GIVEN TEXT ▸
────────────────
Dressed in a red fur-trimmed robe, crown, and nightshirt Henry has the appearance of a majesty rudely awakened. He reveals he’s been dead for 460 years and is – like Vladimir and Estragon – still waiting for God. The performance is very much a confessional, not only to an absent God, but to the audience as well. We are the jury, there to pass the judgment of an missing deity.
 
Gurney-Randall’s Henry interacts with the audience, asks them questions, gets them to help with props and deftly fields their enthusiastic shout outs. There’s the potential for this show to get quite riotous with a familiar crowd.
 
This Henry is a capricious king, laughing and joking about friends and past loves one minute, then raging at perceived injustices the next. He allegedly signed 80,000 death warrants “Well, I didn’t sign them all, that would’ve taken forever, and not good for the aching hand.”
────────────────
DATA SEGMENT ▸
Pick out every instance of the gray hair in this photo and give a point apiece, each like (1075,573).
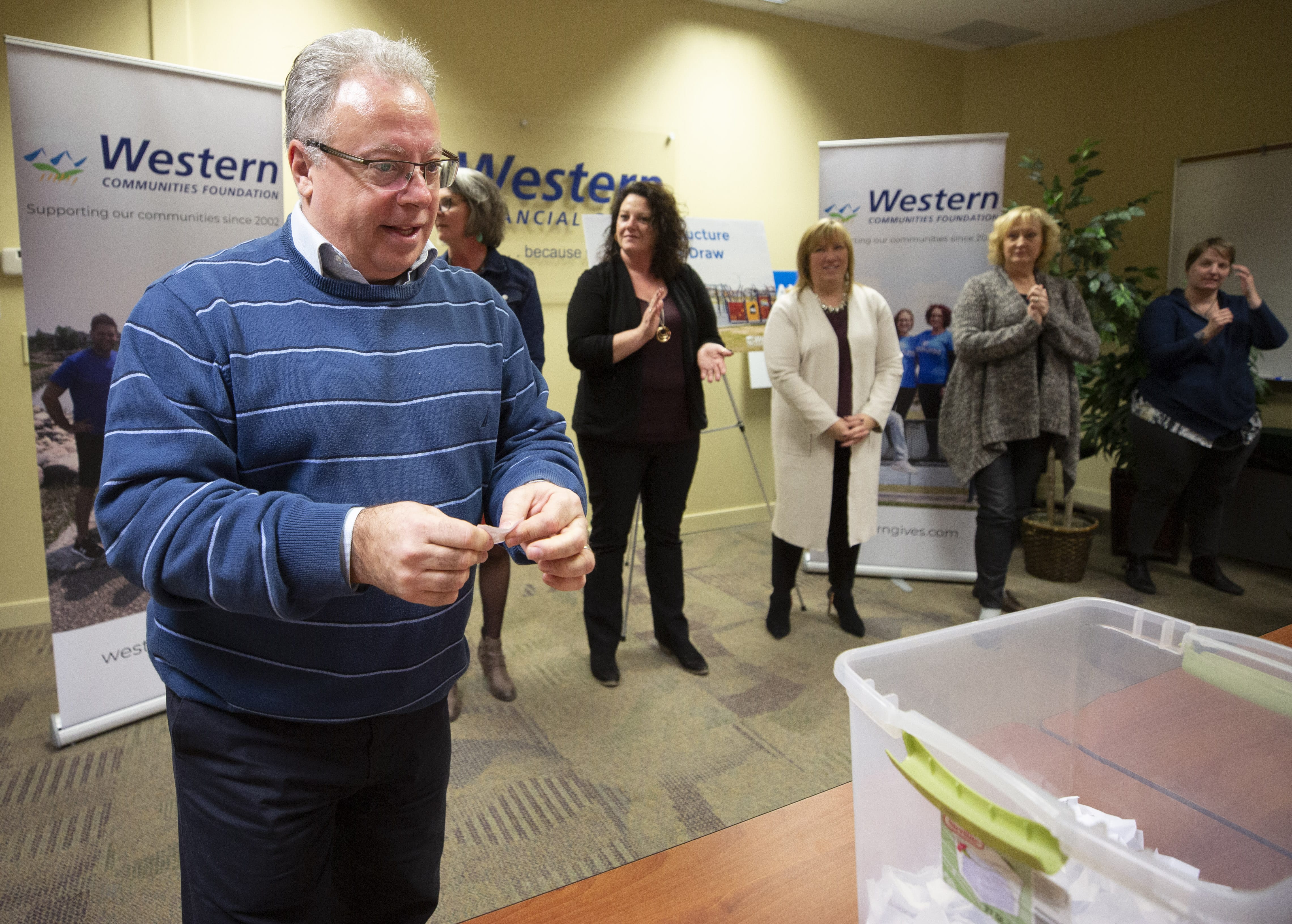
────────────────
OBJECTIVES ▸
a. According to the review, how many years has Henry been dead?
b. Rewrite the review starting at "Dressed in a" and ending at "a familiar crowd.", switching "jury" to "tribunal".

EXPECTED RESULTS ▸
a. 460 years.

b.
Dressed in a red fur-trimmed robe, crown, and nightshirt Henry has the appearance of a majesty rudely awakened. He reveals he’s been dead for 460 years and is – like Vladimir and Estragon – still waiting for God. The performance is very much a confessional, not only to an absent God, but to the audience as well. We are the tribunal, there to pass the judgment of an missing deity.
 
Gurney-Randall’s Henry interacts with the audience, asks them questions, gets them to help with props and deftly fields their enthusiastic shout outs. There’s the potential for this show to get quite riotous with a familiar crowd.